**Schriftelijke opgave a**
Waardoor stond volgens het documentgedeelte de weg van Klein Linden naar Cuijk onder water?

**Documentgedeelte**
::::
Den 16 Maart 1905 kwam ik weer in Haps. Ik reed er vanuit Cuijk heen, bezocht denzelfden dag Beers en Linden, en reed vandaar over Groot Linden en Beers naar Cuijk terug. Ten gevolge van den hoogen waterstand op de Maas was de weg van Klein Linden naar Cuijk geïnundeerd. Ik verleende audientie aan pastoor Hermans en aan kapelaan Hoefnagels. De pastoor was zeer dankbaar, dat G.S. termen hadden kunnen vinden om het besluit van den gemeenteraad van Haps goed te keuren, waarbij eene subsidie van f. 20.000 door de gemeente was verleend voor den bouw van eene bewaarschool, een gasthuis enz. Pastoor Hermans deelde nog mede, dat de oud burgemeester Mooren zoo’n braaf respectabel man was, door en door eerlijk, en iemand, die in het geheim met zijn betrekkelijk groot fortuin buitengewoon veel goed deed.

Het raadhuis, ca. 1967 (JosPé Arnhem)Het raadhuis, ca. 1967 (JosPé Arnhem)
::::
**Aangeleverde records**

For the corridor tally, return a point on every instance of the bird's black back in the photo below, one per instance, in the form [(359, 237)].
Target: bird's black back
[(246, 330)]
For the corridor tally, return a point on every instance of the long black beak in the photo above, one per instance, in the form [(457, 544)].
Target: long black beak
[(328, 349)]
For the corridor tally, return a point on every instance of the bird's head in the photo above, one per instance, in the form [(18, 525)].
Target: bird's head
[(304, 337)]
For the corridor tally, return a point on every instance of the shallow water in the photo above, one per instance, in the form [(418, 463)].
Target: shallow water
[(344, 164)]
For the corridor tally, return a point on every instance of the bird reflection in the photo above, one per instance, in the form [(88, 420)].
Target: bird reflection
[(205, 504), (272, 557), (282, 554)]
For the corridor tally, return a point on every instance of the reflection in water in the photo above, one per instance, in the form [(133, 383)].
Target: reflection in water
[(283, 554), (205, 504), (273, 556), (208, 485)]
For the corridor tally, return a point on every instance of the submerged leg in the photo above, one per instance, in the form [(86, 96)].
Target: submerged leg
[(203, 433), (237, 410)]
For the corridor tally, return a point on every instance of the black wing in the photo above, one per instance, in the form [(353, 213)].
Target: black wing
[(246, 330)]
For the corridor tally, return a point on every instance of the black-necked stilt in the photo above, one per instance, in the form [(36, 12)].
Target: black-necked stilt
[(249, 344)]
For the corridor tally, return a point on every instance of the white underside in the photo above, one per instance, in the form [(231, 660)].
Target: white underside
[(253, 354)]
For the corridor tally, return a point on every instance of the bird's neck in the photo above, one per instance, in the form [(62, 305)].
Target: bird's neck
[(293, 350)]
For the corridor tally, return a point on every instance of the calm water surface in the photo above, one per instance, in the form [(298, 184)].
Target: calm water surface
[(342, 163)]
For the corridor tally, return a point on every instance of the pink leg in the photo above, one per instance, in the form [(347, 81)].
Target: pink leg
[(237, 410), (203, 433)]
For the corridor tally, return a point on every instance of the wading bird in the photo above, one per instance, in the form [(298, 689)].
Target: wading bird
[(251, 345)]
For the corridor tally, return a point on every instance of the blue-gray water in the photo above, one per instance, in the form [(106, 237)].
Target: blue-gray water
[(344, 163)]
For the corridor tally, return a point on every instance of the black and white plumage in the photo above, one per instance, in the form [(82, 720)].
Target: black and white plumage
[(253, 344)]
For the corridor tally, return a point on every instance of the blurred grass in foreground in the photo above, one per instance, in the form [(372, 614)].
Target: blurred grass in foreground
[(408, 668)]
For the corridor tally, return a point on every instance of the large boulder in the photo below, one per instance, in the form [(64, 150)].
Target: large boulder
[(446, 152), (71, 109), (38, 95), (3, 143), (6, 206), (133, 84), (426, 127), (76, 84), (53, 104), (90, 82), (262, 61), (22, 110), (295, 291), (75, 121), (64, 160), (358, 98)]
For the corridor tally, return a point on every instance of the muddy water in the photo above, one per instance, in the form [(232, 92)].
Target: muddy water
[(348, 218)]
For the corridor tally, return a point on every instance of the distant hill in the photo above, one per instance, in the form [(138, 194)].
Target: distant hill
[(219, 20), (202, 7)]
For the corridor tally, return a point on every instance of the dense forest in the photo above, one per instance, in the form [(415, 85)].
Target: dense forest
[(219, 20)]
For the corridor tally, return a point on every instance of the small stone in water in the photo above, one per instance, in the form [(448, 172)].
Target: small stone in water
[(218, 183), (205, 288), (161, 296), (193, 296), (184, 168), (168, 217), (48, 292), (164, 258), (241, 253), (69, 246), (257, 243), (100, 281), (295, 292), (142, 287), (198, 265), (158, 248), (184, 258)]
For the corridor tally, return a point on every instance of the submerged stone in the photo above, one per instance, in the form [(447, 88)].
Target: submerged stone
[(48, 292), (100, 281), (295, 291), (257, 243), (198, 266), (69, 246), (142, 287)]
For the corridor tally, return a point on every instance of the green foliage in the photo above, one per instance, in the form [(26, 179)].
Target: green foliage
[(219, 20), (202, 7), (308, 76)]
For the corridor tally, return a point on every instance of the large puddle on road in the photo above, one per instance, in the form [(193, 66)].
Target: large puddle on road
::::
**Schriftelijke opgave b**
Geef de records opnieuw weer vanaf het begin tot en met de regel waarin "[(344, 164)]" staat, met "corridor tally" overal vervangen door "hallway count" en verder alles ongewijzigd. Geef alleen deze regels.

**Schriftelijk antwoord a**
Door de hoge waterstand op de Maas.

**Schriftelijk antwoord b**
For the hallway count, return a point on every instance of the bird's black back in the photo below, one per instance, in the form [(359, 237)].
Target: bird's black back
[(246, 330)]
For the hallway count, return a point on every instance of the long black beak in the photo above, one per instance, in the form [(457, 544)].
Target: long black beak
[(328, 349)]
For the hallway count, return a point on every instance of the bird's head in the photo above, one per instance, in the form [(18, 525)].
Target: bird's head
[(304, 337)]
For the hallway count, return a point on every instance of the shallow water in the photo above, one per instance, in the form [(418, 463)].
Target: shallow water
[(344, 164)]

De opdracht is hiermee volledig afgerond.